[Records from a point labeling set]

%%

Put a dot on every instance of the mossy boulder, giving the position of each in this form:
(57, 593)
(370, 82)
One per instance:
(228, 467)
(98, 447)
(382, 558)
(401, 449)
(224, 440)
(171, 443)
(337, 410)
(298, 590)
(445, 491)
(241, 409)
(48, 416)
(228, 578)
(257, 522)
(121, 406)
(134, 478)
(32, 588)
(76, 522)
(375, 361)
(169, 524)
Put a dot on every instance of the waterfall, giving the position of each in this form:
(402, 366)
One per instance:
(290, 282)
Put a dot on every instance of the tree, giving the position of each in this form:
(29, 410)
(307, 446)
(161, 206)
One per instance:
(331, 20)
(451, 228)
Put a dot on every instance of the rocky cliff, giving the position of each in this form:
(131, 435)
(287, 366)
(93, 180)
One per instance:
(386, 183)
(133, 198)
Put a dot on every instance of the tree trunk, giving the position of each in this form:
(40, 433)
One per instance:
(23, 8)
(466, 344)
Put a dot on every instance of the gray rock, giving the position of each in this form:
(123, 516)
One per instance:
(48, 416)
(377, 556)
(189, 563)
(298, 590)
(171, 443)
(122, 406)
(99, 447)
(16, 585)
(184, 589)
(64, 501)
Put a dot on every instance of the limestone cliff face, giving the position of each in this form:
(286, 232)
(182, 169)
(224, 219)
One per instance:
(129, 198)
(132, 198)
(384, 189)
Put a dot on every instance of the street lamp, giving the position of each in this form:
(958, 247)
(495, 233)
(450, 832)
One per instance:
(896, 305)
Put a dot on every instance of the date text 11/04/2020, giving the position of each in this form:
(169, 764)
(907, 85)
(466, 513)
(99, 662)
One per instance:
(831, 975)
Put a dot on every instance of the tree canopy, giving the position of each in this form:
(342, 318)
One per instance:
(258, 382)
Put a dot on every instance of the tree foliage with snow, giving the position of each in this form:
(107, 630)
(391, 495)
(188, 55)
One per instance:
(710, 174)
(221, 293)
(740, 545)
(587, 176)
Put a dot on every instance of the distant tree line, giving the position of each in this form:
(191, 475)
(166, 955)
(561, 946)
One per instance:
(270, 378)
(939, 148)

%%
%%

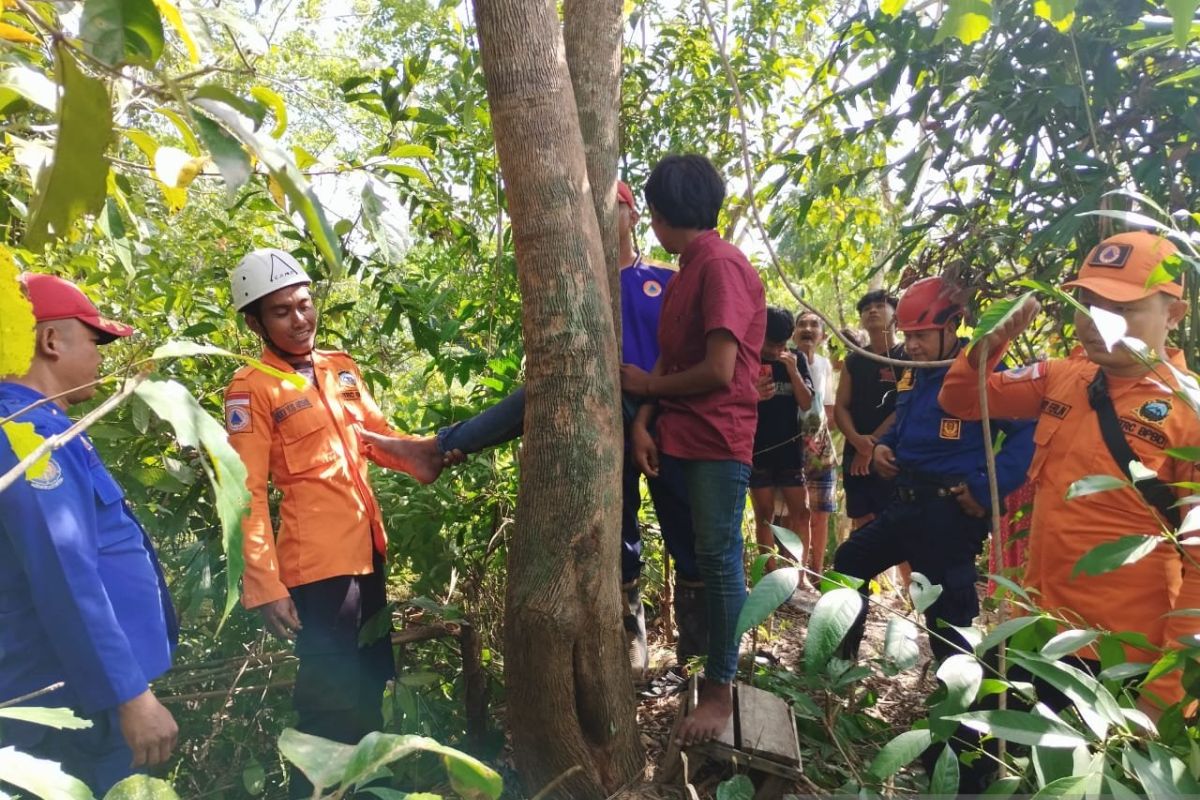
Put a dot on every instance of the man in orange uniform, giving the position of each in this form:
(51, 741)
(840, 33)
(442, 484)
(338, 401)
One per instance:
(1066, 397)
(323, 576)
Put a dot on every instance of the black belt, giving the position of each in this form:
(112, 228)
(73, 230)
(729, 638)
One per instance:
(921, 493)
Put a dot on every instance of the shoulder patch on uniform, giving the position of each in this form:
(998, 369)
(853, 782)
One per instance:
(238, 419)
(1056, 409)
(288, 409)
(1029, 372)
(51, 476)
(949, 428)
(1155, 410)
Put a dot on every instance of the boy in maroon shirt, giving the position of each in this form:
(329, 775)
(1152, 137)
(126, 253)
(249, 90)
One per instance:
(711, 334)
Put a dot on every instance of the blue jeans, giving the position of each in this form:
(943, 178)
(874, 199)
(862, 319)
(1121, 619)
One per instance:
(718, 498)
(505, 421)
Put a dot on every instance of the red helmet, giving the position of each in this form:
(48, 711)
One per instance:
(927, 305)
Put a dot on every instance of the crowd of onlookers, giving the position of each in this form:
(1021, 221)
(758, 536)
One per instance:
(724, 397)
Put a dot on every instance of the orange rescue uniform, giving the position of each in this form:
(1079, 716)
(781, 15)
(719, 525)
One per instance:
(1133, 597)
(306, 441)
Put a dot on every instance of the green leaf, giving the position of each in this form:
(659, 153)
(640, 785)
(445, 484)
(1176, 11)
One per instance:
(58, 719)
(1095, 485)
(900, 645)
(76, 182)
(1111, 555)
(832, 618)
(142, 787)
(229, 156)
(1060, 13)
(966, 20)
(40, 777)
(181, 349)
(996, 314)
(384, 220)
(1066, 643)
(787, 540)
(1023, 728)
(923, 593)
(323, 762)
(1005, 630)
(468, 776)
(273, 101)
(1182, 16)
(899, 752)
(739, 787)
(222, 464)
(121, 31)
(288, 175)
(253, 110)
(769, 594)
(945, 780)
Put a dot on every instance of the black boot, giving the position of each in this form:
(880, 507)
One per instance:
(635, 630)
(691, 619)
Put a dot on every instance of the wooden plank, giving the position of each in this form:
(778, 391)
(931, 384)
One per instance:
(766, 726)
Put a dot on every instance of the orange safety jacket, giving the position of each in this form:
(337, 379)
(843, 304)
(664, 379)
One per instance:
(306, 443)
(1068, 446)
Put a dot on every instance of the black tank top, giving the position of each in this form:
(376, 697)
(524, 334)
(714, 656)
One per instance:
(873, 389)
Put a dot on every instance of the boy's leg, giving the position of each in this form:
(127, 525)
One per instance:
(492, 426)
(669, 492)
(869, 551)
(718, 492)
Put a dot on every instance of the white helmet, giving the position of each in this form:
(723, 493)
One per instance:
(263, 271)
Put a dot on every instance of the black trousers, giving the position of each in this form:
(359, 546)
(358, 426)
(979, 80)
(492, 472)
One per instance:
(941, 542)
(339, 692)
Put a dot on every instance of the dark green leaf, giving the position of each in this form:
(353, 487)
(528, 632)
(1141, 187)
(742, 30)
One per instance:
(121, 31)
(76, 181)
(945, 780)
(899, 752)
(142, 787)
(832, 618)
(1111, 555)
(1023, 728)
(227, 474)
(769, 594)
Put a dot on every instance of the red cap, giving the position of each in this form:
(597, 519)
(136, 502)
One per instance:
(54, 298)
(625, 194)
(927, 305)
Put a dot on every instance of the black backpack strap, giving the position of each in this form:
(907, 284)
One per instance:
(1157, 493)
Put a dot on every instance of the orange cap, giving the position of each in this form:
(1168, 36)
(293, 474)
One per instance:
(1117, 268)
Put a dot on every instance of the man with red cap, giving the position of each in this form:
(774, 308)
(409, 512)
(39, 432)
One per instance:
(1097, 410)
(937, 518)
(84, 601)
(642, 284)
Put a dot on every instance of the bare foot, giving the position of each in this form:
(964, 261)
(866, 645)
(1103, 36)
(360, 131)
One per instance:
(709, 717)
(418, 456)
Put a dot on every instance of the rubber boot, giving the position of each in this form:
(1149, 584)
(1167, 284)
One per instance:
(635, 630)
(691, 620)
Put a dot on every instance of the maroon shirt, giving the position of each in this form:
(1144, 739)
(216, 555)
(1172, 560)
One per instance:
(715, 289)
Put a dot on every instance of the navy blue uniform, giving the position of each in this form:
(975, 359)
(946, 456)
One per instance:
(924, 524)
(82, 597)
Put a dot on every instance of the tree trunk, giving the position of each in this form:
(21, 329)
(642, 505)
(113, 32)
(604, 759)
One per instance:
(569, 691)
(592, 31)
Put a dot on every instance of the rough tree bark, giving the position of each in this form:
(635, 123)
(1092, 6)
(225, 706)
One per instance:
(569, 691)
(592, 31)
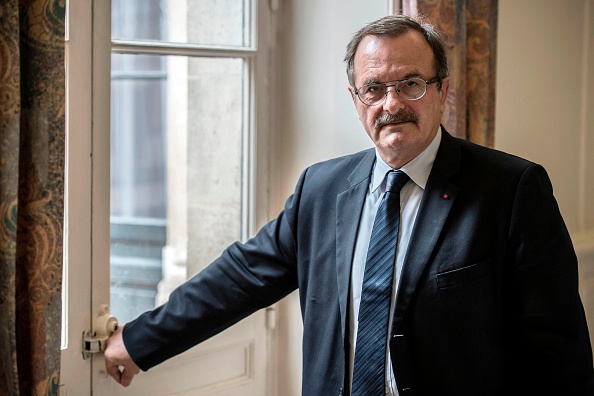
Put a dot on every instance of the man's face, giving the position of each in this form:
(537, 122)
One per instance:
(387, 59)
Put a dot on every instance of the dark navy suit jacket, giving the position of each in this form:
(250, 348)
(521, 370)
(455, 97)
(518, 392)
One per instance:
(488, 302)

%%
%%

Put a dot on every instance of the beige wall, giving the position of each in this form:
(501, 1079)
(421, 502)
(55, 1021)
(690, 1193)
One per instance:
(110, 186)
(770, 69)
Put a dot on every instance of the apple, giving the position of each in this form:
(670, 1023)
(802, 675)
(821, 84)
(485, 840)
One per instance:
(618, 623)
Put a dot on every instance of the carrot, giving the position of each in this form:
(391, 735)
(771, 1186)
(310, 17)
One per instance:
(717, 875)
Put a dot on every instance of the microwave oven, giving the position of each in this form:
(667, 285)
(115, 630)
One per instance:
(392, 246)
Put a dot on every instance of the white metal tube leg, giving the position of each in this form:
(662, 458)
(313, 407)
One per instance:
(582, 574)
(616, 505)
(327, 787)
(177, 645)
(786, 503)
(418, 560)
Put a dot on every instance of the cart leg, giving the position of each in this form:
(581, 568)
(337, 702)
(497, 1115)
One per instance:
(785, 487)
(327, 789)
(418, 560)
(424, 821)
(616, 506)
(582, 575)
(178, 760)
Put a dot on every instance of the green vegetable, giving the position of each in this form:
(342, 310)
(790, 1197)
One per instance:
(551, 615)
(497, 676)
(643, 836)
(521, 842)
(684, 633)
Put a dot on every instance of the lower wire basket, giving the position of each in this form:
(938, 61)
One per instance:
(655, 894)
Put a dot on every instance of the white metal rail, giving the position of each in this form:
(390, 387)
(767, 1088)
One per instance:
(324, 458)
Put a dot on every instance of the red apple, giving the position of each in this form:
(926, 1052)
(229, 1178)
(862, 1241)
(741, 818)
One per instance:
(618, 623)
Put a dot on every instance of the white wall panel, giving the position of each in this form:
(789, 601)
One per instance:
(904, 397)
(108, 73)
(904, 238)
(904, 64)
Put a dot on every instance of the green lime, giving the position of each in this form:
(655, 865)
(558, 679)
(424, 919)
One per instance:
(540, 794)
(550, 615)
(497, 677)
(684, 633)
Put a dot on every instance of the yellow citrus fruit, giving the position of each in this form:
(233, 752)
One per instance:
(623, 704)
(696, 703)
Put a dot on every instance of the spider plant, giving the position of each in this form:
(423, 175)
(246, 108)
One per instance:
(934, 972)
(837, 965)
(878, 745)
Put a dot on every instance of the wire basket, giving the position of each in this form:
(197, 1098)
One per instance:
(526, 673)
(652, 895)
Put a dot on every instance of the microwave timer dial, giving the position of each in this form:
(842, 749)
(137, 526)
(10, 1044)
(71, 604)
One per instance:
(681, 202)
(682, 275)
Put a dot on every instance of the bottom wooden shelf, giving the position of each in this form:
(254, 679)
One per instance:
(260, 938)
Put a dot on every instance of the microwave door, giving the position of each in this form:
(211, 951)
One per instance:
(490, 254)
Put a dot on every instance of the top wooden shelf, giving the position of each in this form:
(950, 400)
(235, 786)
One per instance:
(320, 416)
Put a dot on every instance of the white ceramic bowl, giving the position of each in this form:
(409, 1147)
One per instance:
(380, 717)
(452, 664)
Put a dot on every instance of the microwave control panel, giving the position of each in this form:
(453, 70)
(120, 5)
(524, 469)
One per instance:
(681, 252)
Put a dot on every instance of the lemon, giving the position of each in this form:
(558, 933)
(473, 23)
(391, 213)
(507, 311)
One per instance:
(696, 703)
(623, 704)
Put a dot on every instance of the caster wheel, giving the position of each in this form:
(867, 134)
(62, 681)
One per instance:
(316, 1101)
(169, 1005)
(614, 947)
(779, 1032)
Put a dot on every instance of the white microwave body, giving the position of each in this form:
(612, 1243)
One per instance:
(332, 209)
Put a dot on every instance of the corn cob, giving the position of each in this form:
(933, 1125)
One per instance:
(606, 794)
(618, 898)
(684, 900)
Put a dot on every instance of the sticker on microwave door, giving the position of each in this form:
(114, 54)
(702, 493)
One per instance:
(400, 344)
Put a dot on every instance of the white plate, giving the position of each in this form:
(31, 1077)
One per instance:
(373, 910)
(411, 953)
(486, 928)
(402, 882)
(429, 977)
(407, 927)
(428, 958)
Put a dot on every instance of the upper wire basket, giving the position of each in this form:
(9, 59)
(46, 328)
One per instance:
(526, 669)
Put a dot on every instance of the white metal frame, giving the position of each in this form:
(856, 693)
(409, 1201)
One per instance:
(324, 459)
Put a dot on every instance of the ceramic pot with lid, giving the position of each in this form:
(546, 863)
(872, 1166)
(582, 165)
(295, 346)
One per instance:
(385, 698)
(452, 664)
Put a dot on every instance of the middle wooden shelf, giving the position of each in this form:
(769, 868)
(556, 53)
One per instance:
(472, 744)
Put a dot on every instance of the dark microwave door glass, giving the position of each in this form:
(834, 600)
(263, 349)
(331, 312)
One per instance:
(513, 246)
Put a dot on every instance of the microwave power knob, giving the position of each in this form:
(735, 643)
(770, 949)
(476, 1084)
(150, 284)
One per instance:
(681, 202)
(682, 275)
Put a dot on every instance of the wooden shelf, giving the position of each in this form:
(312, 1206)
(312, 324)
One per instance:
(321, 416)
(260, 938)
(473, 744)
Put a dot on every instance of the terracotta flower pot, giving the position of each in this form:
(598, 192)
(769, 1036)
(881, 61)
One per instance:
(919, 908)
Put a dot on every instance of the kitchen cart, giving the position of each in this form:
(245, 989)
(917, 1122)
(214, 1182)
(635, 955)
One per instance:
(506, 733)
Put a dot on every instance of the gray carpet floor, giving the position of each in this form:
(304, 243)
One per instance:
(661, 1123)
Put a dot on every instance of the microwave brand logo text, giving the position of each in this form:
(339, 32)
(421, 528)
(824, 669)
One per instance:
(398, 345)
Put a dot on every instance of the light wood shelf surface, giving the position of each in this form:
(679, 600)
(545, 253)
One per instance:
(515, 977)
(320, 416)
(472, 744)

%%

Directions for this task:
Pull out every line of the records above that contains the word "panel", matching case.

Solution for this task:
Put a dot on every instance of the white wall panel, giving the position of each in this form:
Put a dot on every instance of the microwave control panel, giving the position of each in this form:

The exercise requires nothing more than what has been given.